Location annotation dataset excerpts
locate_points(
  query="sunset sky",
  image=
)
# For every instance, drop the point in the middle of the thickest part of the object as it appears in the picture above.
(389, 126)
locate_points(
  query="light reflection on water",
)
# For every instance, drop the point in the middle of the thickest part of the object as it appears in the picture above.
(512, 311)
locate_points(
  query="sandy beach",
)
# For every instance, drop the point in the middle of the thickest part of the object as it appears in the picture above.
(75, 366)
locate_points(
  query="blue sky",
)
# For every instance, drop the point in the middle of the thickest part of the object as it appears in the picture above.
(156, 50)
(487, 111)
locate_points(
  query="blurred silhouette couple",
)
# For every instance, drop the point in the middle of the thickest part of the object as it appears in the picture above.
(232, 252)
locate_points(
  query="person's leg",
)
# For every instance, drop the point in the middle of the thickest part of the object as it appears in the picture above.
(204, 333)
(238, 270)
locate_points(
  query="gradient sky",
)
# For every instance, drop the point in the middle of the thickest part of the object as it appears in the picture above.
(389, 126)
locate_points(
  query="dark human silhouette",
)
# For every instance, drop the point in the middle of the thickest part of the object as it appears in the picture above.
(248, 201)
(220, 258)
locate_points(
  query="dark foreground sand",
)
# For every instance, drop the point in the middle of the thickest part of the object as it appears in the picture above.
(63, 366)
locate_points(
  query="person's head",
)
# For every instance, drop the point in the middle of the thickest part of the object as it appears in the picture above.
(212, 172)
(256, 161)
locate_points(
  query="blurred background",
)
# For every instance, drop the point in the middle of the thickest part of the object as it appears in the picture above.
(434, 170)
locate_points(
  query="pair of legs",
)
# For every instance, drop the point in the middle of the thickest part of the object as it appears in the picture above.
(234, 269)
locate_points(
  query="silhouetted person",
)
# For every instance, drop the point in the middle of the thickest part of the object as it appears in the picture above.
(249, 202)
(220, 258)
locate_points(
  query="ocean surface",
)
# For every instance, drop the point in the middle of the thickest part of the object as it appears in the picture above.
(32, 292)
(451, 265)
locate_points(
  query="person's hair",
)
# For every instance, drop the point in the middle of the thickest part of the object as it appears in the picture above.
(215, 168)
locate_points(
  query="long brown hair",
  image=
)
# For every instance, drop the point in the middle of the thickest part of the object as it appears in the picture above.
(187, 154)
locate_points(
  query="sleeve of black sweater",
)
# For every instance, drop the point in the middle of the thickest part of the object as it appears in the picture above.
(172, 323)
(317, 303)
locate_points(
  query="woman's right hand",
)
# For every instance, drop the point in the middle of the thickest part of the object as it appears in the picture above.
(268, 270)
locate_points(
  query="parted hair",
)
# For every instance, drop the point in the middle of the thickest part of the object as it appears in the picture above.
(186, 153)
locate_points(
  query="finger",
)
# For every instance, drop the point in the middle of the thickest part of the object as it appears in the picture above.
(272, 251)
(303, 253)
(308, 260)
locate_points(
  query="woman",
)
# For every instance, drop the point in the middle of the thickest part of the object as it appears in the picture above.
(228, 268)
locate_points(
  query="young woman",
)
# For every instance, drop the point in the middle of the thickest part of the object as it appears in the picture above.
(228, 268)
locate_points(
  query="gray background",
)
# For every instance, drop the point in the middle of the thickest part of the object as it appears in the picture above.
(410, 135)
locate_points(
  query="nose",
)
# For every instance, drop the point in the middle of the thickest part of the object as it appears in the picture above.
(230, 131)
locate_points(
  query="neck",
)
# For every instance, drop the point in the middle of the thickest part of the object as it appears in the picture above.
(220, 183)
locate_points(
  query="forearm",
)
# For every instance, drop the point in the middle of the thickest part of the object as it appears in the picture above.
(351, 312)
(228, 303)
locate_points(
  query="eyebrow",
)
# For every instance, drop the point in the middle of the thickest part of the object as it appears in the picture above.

**Written instruction**
List each line in the rows above that contains the word "person".

**Result of the task**
  query="person's leg",
  query="person's head",
  query="silhouetted person",
  query="person's hair",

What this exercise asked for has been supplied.